Copy out every record below, word for word.
_ _ _
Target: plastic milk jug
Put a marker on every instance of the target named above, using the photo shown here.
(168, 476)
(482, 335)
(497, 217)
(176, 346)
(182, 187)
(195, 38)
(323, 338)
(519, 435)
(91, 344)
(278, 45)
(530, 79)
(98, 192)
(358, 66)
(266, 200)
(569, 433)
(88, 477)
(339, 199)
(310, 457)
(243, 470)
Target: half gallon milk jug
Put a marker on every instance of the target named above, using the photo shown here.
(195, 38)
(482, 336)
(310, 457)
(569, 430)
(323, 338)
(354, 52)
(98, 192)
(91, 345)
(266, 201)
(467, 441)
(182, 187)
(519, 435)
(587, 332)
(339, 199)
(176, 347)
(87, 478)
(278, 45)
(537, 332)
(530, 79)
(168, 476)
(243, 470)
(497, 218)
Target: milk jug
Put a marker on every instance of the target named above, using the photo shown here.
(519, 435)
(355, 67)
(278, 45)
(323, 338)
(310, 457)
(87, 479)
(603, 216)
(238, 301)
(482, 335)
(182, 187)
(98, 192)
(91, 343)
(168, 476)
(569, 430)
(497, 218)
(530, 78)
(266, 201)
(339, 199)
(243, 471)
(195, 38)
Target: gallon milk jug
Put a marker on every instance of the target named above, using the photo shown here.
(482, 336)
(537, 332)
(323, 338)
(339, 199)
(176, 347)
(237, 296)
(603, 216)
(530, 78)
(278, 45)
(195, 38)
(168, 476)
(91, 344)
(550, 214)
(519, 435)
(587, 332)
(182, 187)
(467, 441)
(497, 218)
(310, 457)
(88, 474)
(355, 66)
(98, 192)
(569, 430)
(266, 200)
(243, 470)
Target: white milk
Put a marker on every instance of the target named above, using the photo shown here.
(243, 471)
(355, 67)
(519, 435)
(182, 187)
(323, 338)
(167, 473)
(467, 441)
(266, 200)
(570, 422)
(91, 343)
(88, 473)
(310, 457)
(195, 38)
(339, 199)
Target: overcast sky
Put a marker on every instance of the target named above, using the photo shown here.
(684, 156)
_ _ _
▶ Complete output:
Target: plastic milk jug
Put a marker on every instance of the target named above, using the photo shown here.
(168, 476)
(482, 335)
(497, 217)
(176, 346)
(182, 187)
(195, 38)
(323, 338)
(519, 435)
(91, 344)
(278, 45)
(530, 79)
(98, 192)
(358, 66)
(266, 200)
(569, 433)
(88, 477)
(339, 199)
(310, 457)
(243, 470)
Target: half gallon milk jug
Put a marker on every instance of the target named above, using the photo shown here.
(195, 38)
(482, 336)
(310, 457)
(569, 430)
(323, 338)
(354, 52)
(98, 192)
(91, 345)
(266, 201)
(467, 441)
(182, 187)
(519, 435)
(587, 332)
(339, 199)
(176, 347)
(87, 478)
(278, 45)
(537, 332)
(530, 79)
(168, 476)
(243, 470)
(497, 218)
Target: milk jug
Put a marker on every instance of the target named above, using the photo shown here.
(519, 435)
(355, 67)
(278, 45)
(323, 338)
(310, 457)
(87, 479)
(603, 216)
(238, 301)
(482, 335)
(182, 187)
(98, 192)
(91, 343)
(168, 476)
(569, 430)
(497, 218)
(530, 78)
(266, 201)
(339, 199)
(243, 471)
(195, 38)
Target: gallon milk jug
Put a marker on every instance of the target named above, using the photo shown here.
(482, 336)
(537, 332)
(323, 338)
(339, 199)
(176, 347)
(237, 296)
(603, 216)
(530, 78)
(278, 45)
(195, 38)
(168, 476)
(91, 344)
(550, 214)
(519, 435)
(587, 332)
(182, 187)
(467, 441)
(497, 218)
(310, 457)
(88, 474)
(355, 66)
(98, 192)
(569, 430)
(266, 200)
(243, 470)
Target: white milk
Put a marker on every instance of the target named above, using the photo shown here.
(243, 471)
(355, 67)
(519, 435)
(182, 187)
(323, 338)
(167, 473)
(467, 441)
(266, 200)
(570, 422)
(91, 343)
(88, 473)
(310, 457)
(195, 38)
(339, 199)
Target: overcast sky
Put a marker on every instance of the target named above, using the photo shown here.
(684, 156)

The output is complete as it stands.